### TEXTO DEL EJERCICIO
Un crimen de lesa humanidad

Un crimen de lesa humanidad

En febrero de 1999, Hugo Chávez puso en marcha desde Miraflores su particular proyecto político. Ni de izquierda ni de derecha, como señala esta semana el escritor y periodista colombiano Ricardo Silva Romero en su habitual columna para El País de España, sino de simple “despotismo mediocre.” Tras estos 17 años de existencia, los resultados del lamentable ensayo son evidentes: tierra y alma venezolanas arrasadas por la ciega adoración de un grupo de aventureros al poder total, y pura miseria física y espiritual de un pueblo cuya más cabal y trágica imagen es la foto del niño Oliver Sánchez, sentado hace pocos días en una acera de Caracas, piquete antimotines de las fuerzas represivas del régimen a sus espaldas y en las manos un cartel con una frase desoladora escrita a mano: “Quiero curarme.” Horas más tarde, Oliver, enfermo de cáncer, moría por falta de medicamentos para su tratamiento de quimioterapia.

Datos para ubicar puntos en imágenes
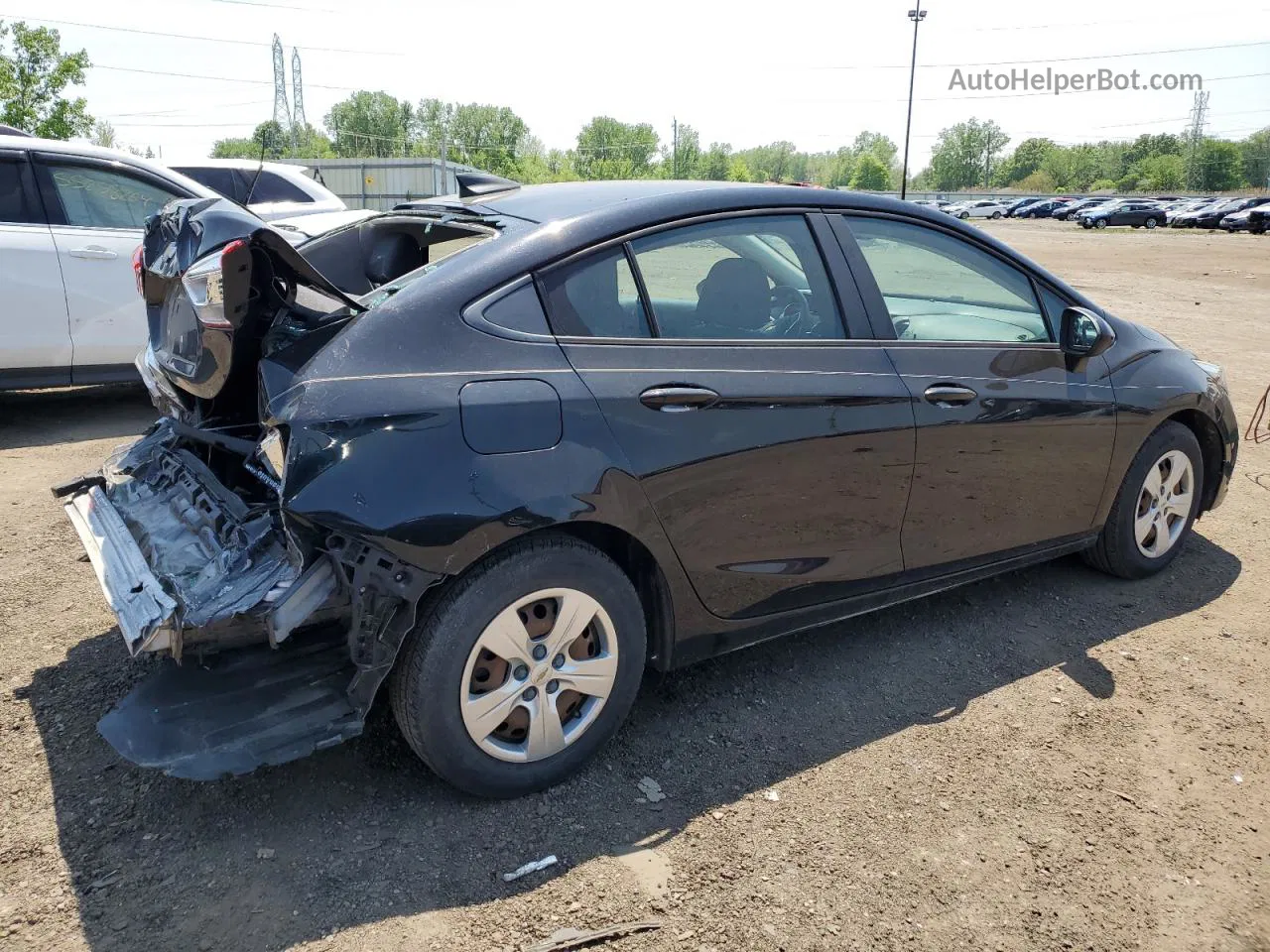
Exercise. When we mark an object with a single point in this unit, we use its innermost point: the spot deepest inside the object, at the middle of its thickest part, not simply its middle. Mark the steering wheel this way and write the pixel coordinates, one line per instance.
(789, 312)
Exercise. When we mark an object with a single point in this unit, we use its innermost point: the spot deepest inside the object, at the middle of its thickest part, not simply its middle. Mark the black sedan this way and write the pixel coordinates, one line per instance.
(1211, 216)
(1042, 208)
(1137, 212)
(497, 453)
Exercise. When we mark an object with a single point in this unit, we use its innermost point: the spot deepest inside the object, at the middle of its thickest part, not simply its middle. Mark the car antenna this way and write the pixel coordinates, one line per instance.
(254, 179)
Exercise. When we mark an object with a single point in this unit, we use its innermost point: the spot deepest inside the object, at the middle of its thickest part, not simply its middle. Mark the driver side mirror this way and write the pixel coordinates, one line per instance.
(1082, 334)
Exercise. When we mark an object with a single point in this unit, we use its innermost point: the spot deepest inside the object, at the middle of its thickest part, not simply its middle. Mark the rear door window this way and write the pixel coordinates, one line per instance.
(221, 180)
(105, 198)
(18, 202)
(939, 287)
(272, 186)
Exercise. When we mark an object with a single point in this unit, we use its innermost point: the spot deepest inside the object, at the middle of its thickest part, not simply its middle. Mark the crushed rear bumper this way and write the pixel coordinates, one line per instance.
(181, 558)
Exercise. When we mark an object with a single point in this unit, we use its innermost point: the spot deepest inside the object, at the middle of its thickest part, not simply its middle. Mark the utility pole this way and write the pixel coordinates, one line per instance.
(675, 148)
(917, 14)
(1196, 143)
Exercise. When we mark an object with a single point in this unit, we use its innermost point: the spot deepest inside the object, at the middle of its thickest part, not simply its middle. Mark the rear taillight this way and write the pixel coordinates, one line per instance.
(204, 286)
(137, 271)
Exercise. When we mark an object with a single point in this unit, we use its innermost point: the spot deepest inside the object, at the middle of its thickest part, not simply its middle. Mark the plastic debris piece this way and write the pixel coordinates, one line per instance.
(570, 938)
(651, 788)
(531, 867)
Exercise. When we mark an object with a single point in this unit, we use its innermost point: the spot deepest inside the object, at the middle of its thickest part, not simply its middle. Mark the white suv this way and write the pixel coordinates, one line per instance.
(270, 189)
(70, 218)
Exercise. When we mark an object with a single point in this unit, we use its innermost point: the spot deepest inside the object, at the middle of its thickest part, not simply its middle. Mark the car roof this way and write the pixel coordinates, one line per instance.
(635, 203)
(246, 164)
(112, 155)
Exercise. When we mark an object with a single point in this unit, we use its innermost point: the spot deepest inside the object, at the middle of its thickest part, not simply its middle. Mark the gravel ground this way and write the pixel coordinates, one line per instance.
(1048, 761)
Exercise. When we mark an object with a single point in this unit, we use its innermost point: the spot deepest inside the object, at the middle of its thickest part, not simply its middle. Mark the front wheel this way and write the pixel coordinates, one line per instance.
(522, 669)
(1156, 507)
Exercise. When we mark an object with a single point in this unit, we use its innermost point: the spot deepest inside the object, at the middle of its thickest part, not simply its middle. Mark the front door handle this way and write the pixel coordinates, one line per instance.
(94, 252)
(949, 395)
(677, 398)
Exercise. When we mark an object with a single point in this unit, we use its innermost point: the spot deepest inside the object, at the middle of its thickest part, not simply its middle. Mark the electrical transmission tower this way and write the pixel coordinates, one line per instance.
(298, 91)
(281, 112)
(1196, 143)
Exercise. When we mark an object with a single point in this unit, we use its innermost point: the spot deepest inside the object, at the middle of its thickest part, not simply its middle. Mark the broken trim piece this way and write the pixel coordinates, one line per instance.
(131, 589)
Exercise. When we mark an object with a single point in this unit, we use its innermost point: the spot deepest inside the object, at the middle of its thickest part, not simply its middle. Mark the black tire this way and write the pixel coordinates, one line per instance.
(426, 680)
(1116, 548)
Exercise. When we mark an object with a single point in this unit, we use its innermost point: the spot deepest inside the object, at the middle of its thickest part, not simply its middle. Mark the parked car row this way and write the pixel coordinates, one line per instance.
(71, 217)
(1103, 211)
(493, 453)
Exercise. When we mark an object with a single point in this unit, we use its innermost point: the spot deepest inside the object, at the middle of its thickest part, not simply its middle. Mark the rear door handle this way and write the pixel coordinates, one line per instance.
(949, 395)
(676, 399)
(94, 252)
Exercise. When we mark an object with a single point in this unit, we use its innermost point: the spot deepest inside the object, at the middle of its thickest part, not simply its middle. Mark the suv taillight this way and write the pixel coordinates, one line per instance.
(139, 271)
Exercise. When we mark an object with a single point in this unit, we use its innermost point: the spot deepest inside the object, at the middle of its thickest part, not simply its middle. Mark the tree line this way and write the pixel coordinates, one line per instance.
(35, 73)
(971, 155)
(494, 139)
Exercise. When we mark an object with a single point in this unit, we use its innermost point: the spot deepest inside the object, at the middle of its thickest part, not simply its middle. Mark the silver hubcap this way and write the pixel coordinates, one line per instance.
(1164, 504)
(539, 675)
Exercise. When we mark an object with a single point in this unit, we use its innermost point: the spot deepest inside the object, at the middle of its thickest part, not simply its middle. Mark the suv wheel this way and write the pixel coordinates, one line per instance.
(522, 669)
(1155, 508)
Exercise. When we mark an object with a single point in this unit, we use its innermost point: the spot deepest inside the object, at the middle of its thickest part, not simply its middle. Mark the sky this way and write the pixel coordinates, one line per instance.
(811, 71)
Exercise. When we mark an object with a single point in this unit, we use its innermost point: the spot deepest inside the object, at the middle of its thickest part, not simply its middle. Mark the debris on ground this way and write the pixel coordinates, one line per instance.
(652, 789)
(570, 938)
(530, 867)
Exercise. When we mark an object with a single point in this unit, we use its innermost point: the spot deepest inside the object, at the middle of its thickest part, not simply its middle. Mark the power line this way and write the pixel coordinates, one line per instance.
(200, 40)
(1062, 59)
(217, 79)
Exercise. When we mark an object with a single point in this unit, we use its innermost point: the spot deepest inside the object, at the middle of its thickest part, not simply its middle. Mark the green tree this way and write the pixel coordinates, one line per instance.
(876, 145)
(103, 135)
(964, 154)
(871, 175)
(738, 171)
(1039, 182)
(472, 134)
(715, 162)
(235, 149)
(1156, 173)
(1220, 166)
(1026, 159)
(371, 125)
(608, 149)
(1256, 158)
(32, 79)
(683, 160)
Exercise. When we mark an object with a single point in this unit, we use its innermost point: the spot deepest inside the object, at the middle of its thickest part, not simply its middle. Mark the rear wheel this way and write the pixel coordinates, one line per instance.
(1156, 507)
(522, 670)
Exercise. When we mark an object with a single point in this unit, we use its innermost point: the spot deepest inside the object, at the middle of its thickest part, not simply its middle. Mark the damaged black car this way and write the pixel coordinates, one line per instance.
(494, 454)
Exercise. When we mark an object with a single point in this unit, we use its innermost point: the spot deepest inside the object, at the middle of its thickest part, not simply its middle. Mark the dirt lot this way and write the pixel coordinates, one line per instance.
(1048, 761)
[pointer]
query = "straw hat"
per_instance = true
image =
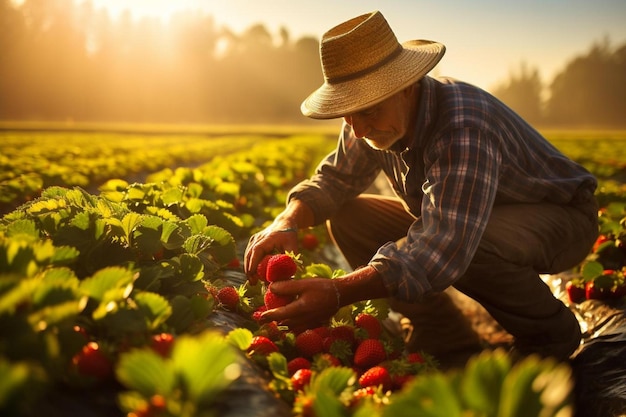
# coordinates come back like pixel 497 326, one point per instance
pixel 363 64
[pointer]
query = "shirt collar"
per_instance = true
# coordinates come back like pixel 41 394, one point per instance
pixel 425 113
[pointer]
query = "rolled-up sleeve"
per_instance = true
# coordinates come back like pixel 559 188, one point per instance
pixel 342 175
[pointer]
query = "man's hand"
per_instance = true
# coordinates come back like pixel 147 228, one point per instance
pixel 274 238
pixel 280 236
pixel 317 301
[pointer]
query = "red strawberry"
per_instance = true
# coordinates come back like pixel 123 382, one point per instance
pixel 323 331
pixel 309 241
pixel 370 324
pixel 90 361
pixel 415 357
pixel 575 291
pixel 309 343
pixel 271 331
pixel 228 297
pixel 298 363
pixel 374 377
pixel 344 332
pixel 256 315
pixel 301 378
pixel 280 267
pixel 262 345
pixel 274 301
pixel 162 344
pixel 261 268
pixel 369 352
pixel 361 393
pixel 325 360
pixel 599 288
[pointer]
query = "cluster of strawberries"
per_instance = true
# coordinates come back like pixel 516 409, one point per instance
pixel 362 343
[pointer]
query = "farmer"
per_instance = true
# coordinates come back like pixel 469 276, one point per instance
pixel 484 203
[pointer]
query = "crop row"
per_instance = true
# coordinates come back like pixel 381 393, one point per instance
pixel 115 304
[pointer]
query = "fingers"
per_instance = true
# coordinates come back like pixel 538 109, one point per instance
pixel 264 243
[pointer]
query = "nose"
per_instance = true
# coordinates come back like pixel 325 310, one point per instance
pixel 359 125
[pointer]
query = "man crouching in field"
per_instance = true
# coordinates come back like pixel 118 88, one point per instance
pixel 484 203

==

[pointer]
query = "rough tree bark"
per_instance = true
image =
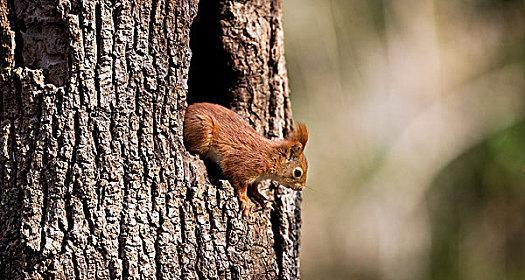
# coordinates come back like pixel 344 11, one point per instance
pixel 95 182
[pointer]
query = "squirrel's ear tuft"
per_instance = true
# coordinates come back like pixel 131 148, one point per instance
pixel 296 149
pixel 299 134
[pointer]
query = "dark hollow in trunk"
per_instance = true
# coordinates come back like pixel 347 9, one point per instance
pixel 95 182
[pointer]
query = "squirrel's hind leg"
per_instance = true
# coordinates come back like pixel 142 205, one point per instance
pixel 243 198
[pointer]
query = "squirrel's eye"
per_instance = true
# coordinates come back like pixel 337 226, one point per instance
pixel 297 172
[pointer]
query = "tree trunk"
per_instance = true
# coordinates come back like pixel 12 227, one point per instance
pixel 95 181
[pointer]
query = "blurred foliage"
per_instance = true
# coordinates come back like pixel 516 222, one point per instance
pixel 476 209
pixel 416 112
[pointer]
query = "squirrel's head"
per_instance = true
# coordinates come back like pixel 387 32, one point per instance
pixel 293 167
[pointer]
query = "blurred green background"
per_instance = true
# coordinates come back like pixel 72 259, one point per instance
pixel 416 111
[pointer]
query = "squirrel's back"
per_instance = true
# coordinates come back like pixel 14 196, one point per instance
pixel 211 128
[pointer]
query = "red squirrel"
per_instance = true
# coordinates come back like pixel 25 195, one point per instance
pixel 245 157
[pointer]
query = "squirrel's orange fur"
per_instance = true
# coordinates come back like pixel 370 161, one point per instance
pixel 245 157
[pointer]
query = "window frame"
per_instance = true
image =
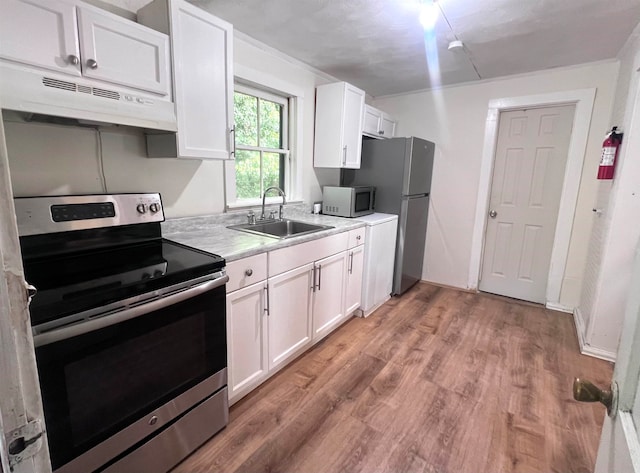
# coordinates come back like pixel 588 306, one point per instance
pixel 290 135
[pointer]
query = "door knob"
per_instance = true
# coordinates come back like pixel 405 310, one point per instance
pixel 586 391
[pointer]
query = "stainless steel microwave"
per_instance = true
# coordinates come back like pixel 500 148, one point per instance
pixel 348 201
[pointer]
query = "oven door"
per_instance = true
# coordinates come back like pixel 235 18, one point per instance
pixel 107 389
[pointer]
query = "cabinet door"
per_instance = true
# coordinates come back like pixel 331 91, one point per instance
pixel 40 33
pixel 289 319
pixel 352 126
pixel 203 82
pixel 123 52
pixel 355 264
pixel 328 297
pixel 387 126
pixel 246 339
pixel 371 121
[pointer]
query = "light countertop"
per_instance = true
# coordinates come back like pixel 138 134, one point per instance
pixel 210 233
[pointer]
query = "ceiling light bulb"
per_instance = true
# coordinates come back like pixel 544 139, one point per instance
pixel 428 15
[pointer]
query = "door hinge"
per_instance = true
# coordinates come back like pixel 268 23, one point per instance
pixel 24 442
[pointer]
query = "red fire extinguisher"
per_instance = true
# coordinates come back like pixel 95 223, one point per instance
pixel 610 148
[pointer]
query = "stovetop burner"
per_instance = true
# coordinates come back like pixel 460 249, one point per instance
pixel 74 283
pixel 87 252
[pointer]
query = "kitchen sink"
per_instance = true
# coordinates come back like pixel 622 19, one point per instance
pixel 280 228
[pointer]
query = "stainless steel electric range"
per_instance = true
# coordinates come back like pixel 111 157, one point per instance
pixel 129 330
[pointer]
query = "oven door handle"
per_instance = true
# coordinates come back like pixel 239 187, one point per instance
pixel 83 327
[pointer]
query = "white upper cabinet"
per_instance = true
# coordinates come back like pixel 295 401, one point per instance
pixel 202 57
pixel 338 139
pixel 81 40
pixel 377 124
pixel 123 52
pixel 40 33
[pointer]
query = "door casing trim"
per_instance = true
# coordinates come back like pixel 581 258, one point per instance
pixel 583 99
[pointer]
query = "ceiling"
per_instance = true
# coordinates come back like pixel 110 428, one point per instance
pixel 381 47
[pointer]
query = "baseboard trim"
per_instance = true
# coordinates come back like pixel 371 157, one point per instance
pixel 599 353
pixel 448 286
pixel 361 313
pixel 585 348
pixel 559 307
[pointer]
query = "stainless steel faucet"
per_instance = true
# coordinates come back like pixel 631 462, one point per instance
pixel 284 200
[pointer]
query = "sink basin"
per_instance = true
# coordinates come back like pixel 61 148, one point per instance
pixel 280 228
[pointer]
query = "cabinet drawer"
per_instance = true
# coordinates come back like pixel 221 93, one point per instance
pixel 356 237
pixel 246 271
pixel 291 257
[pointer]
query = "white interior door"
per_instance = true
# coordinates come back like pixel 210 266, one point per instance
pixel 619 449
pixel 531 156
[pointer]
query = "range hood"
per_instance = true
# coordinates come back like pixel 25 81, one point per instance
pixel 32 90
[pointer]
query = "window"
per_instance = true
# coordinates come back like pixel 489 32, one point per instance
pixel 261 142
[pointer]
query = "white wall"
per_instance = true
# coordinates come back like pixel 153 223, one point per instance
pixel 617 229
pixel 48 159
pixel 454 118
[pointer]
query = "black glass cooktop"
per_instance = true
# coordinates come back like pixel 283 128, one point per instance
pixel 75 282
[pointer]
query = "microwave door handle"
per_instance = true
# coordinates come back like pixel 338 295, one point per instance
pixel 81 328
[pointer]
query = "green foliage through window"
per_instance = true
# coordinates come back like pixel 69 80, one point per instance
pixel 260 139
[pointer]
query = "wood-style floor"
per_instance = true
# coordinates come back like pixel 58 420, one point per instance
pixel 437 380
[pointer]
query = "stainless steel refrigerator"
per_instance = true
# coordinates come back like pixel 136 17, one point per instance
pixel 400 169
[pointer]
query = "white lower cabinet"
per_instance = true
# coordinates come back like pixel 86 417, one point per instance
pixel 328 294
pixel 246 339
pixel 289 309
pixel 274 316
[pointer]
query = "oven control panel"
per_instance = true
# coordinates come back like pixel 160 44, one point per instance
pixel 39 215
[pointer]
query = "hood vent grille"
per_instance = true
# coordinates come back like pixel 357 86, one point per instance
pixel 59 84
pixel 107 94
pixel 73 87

* * *

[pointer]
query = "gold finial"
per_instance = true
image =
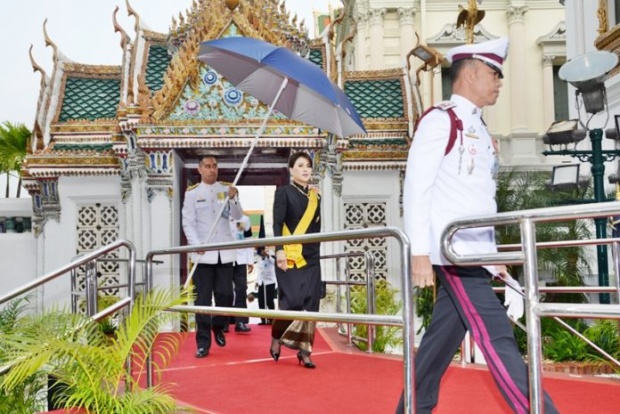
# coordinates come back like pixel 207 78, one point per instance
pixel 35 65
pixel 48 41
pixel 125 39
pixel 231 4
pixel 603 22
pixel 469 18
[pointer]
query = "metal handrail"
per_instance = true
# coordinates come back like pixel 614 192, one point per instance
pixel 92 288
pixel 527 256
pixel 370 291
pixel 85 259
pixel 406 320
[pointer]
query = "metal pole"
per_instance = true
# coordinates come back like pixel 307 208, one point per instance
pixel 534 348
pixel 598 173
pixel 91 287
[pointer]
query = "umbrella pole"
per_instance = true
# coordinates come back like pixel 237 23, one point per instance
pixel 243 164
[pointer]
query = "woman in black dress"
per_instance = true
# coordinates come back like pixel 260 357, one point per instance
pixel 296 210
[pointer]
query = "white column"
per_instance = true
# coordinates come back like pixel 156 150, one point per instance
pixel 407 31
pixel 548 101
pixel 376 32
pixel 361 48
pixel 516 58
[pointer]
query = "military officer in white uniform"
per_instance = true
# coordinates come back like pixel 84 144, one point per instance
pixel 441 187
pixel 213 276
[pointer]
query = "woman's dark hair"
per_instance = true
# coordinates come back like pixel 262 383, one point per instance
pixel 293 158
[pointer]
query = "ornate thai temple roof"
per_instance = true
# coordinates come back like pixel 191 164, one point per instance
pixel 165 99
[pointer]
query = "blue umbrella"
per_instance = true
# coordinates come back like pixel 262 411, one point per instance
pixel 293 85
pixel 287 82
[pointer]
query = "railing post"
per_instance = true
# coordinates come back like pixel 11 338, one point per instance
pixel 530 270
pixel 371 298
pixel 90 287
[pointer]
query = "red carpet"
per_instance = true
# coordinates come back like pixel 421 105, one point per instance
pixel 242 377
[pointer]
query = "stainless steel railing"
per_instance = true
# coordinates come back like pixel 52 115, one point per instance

### DESCRIPCIÓN DE LA TAREA
Devuelve el texto del ejercicio completo, sin cambiarle nada. Los datos no tienen nada que ver con el texto del ejercicio.

### RESPUESTA
Un crimen de lesa humanidad

Un crimen de lesa humanidad

En febrero de 1999, Hugo Chávez puso en marcha desde Miraflores su particular proyecto político. Ni de izquierda ni de derecha, como señala esta semana el escritor y periodista colombiano Ricardo Silva Romero en su habitual columna para El País de España, sino de simple “despotismo mediocre.” Tras estos 17 años de existencia, los resultados del lamentable ensayo son evidentes: tierra y alma venezolanas arrasadas por la ciega adoración de un grupo de aventureros al poder total, y pura miseria física y espiritual de un pueblo cuya más cabal y trágica imagen es la foto del niño Oliver Sánchez, sentado hace pocos días en una acera de Caracas, piquete antimotines de las fuerzas represivas del régimen a sus espaldas y en las manos un cartel con una frase desoladora escrita a mano: “Quiero curarme.” Horas más tarde, Oliver, enfermo de cáncer, moría por falta de medicamentos para su tratamiento de quimioterapia.